> _PROBLEM STATEMENT_
Convert the lines of the material below into a JSON list of strings, one string per line, skipping blank lines and leaving out the pictures.

> _ENTRIES_
════
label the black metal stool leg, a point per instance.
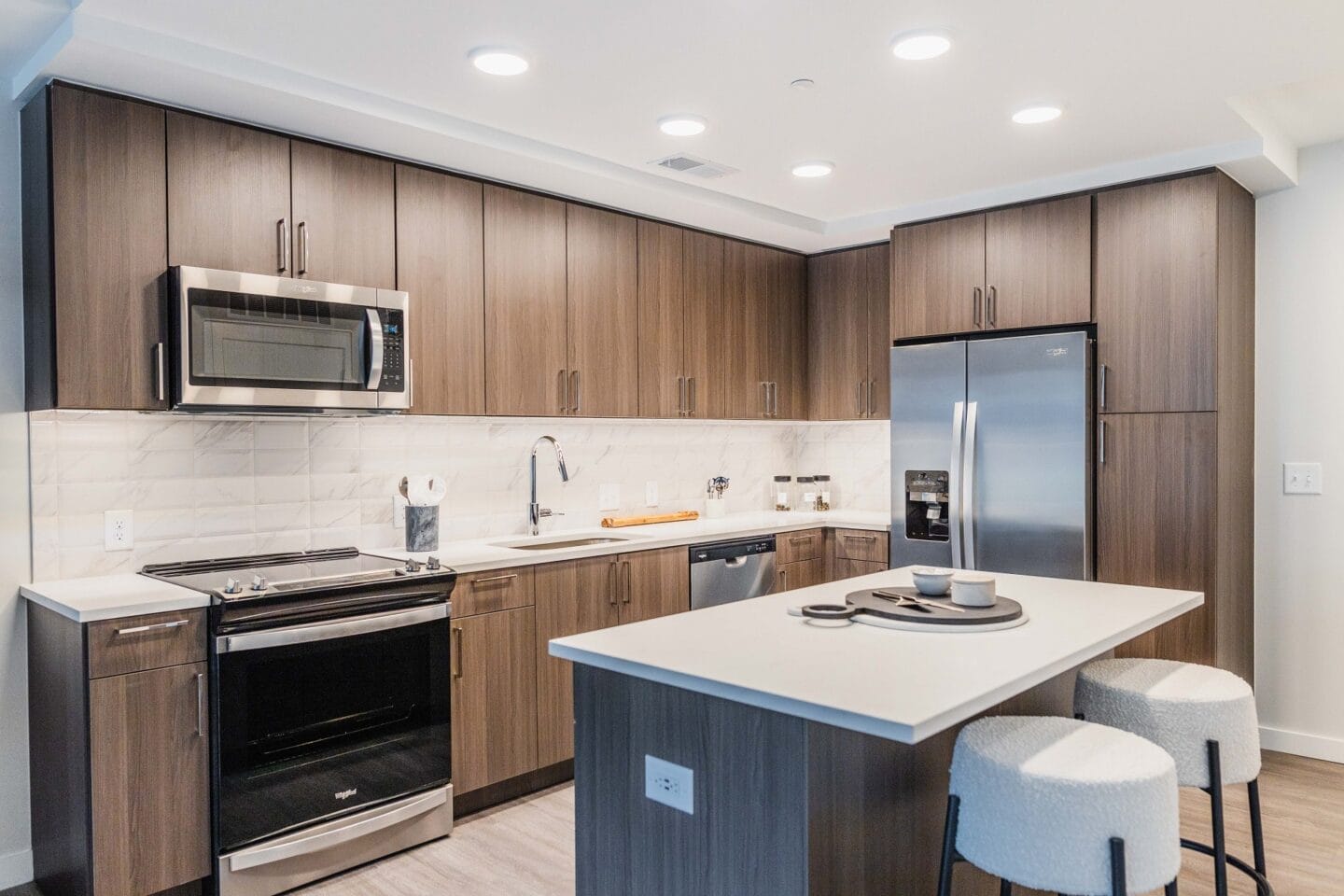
(949, 847)
(1257, 825)
(1215, 794)
(1117, 868)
════
> _EXERCISE SOLUTION_
[
  "label the black metal stool leg, a point per instance.",
  "(949, 847)",
  "(1257, 825)",
  "(1215, 794)",
  "(1117, 868)"
]